• THE EXERCISE
Copy out each line exactly as it appears.

• DATA SUPPLIED
· · · ·

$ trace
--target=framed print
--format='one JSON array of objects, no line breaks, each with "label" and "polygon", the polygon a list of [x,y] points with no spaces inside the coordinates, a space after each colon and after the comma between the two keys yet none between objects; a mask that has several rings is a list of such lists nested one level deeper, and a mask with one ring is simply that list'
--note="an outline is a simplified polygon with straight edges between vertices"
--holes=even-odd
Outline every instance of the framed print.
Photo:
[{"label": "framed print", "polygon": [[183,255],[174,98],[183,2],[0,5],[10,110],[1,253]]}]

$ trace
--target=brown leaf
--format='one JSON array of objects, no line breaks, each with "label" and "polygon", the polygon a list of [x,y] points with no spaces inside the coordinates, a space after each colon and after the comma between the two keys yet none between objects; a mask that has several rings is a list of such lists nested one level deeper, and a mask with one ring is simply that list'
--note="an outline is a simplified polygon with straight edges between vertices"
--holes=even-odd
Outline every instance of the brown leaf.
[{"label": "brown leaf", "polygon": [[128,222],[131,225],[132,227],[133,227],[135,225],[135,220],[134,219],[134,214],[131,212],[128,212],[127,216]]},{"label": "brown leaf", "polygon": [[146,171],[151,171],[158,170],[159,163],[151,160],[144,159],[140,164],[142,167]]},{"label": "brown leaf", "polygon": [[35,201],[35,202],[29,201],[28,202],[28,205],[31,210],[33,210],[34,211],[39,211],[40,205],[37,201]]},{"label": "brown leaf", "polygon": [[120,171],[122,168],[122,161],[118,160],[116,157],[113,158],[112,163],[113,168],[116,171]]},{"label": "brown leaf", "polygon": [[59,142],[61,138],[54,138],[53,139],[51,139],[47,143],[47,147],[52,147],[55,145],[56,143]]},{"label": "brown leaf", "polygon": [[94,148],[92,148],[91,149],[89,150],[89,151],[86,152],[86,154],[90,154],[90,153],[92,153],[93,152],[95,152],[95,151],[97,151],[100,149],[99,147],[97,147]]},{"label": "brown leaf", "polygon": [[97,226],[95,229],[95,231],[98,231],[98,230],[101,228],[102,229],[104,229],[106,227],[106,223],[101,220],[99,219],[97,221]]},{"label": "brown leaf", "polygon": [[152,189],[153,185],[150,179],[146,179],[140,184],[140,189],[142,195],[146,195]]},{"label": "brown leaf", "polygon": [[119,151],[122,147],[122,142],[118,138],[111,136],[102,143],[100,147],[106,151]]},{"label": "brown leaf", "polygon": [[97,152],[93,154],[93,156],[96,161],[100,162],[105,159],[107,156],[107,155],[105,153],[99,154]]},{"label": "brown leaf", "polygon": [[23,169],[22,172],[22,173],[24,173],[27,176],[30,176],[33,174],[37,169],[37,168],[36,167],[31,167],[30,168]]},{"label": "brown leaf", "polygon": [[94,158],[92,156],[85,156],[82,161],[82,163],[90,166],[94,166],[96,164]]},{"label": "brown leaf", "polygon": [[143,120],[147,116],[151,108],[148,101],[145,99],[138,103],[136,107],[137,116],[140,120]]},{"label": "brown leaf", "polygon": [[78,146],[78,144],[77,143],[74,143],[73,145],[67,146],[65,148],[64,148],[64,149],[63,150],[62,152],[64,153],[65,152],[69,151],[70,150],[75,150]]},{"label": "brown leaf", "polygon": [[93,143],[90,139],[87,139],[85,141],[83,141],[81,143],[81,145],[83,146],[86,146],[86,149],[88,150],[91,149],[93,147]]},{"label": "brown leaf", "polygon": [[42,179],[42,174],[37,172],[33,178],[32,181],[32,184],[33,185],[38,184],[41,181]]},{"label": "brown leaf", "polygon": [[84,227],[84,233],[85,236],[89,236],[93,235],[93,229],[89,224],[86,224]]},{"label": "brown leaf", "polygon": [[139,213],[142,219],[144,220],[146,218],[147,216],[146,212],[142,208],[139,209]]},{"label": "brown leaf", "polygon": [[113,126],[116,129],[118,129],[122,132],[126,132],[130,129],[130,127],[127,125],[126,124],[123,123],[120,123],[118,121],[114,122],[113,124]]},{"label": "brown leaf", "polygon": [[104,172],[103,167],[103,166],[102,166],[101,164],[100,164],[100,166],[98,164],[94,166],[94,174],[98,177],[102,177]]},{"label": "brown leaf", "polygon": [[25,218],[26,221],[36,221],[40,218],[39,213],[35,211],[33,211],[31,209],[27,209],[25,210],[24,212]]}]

· · · ·

• EXERCISE SOLUTION
$ trace
--target=framed print
--format='one JSON array of objects, no line breaks, each with "label" and "polygon", the polygon a list of [x,y] points with no spaces inside the coordinates, a space after each colon and after the comma between the two keys yet none between objects; a mask that has several rings is a list of such lists nested one level deeper, and a mask with one ring is simply that list'
--note="an outline is a simplified polygon with straight edges between vertices"
--holes=even-odd
Outline every instance of the framed print.
Photo:
[{"label": "framed print", "polygon": [[183,255],[174,98],[183,2],[0,5],[10,110],[1,253]]}]

$ trace
--target=brown leaf
--format='one JSON array of objects, no line breaks, each with "label" and "polygon", the polygon a list of [x,y] points with no spaces inside the coordinates, a space after each colon and after the comma between the two keys yet none between objects; a mask that has several rings is a list of such lists nested one level deeper, and a mask with one ring is simply that list'
--note="an outline is a simplified polygon with straight edges between vertices"
--holes=even-odd
Outline every instance of the brown leaf.
[{"label": "brown leaf", "polygon": [[128,222],[131,225],[132,227],[133,227],[135,225],[135,220],[134,219],[134,214],[131,212],[128,212],[127,216]]},{"label": "brown leaf", "polygon": [[146,171],[151,171],[158,170],[159,163],[151,160],[144,159],[140,164],[142,167]]},{"label": "brown leaf", "polygon": [[35,201],[35,202],[29,201],[28,202],[28,205],[31,210],[33,210],[34,211],[39,211],[40,205],[37,201]]},{"label": "brown leaf", "polygon": [[120,171],[122,168],[122,161],[118,160],[116,157],[113,158],[112,163],[113,168],[116,171]]},{"label": "brown leaf", "polygon": [[59,142],[61,138],[54,138],[53,139],[51,139],[47,143],[47,147],[52,147],[55,145],[56,143]]},{"label": "brown leaf", "polygon": [[94,148],[92,148],[91,149],[89,150],[89,151],[86,152],[86,154],[90,154],[90,153],[92,153],[93,152],[95,152],[95,151],[97,151],[100,149],[99,147],[97,147]]},{"label": "brown leaf", "polygon": [[97,226],[95,229],[95,231],[98,231],[98,230],[101,228],[102,229],[104,229],[106,227],[106,223],[101,220],[99,219],[97,221]]},{"label": "brown leaf", "polygon": [[152,189],[153,185],[150,179],[146,179],[140,184],[140,189],[142,195],[146,195]]},{"label": "brown leaf", "polygon": [[119,151],[122,147],[122,142],[118,138],[111,136],[102,143],[100,147],[106,151]]},{"label": "brown leaf", "polygon": [[97,152],[93,154],[93,156],[96,161],[100,162],[105,159],[107,156],[107,155],[105,153],[99,154]]},{"label": "brown leaf", "polygon": [[23,169],[22,172],[22,173],[24,173],[27,176],[30,176],[33,174],[37,169],[37,168],[36,167],[31,167],[30,168]]},{"label": "brown leaf", "polygon": [[94,158],[92,156],[85,156],[82,161],[82,163],[90,166],[94,166],[96,164]]},{"label": "brown leaf", "polygon": [[143,120],[147,116],[151,108],[148,101],[145,99],[138,103],[136,107],[137,116],[140,120]]},{"label": "brown leaf", "polygon": [[78,146],[78,144],[77,143],[74,143],[73,145],[67,146],[65,148],[64,148],[64,149],[63,150],[62,152],[64,153],[65,152],[69,151],[70,150],[75,150]]},{"label": "brown leaf", "polygon": [[93,143],[90,139],[87,139],[85,141],[83,141],[81,143],[81,145],[83,146],[86,146],[86,149],[88,150],[91,149],[93,147]]},{"label": "brown leaf", "polygon": [[42,179],[42,174],[37,172],[33,178],[32,181],[32,184],[33,185],[38,184],[41,181]]},{"label": "brown leaf", "polygon": [[84,227],[84,233],[85,236],[89,236],[93,235],[93,229],[89,224],[86,224]]},{"label": "brown leaf", "polygon": [[139,213],[142,219],[144,220],[146,218],[147,216],[146,212],[142,208],[139,209]]},{"label": "brown leaf", "polygon": [[113,126],[116,129],[118,129],[122,132],[126,132],[130,129],[130,127],[127,125],[126,124],[123,123],[120,123],[118,121],[114,122],[113,124]]},{"label": "brown leaf", "polygon": [[104,172],[103,167],[103,166],[102,166],[101,164],[100,164],[100,166],[98,164],[94,166],[94,174],[98,177],[102,177]]},{"label": "brown leaf", "polygon": [[25,218],[26,221],[36,221],[40,218],[39,213],[35,211],[33,211],[31,209],[27,209],[25,210],[24,212]]}]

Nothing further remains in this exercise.